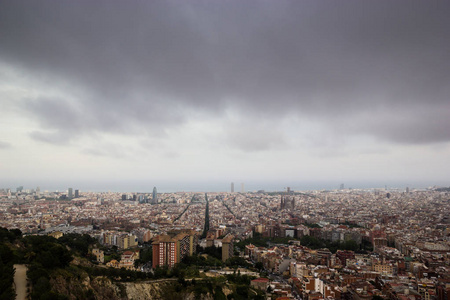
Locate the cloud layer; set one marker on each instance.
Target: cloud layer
(265, 75)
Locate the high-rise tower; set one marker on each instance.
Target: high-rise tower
(155, 196)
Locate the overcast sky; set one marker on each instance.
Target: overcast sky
(222, 91)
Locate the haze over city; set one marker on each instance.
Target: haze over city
(115, 95)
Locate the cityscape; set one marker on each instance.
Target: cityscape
(323, 244)
(229, 150)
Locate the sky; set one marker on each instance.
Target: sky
(192, 94)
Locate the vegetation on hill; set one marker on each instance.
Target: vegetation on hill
(62, 269)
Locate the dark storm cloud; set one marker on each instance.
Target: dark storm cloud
(148, 65)
(5, 145)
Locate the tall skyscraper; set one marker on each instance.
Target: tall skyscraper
(227, 247)
(155, 196)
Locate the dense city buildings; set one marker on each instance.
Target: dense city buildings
(394, 244)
....
TASK TO COMPLETE. Repeat the data word for word; drop the pictures.

RESPONSE FOR THIS EXERCISE.
Locate the cloud layer; set one marker on each instance.
Target: cloud layer
(265, 75)
Locate the high-rise tower; set one marker on each instance.
Target: high-rise tower
(155, 196)
Locate the overcast sky; set one marker on each instance.
Target: overcast sky
(222, 91)
Locate the haze over city; set one marker on each instance.
Target: haze over city
(115, 95)
Locate the cityscape; set one marker on each instance.
Target: cityscape
(323, 244)
(229, 150)
Locate the sky; set one marker on each instance.
Target: sky
(192, 94)
Locate the vegetation on hill; set one marker on each instance.
Target: vegetation on hill
(62, 269)
Locate the dark storm cloud; set one marker on each instance.
Target: dark storm cloud
(148, 65)
(5, 145)
Locate the tall skyscraper; set one marker on each instance.
Target: tall skyscraper
(227, 247)
(155, 196)
Locate the dense city buildings; set one marker on each instance.
Target: dense city buildings
(394, 244)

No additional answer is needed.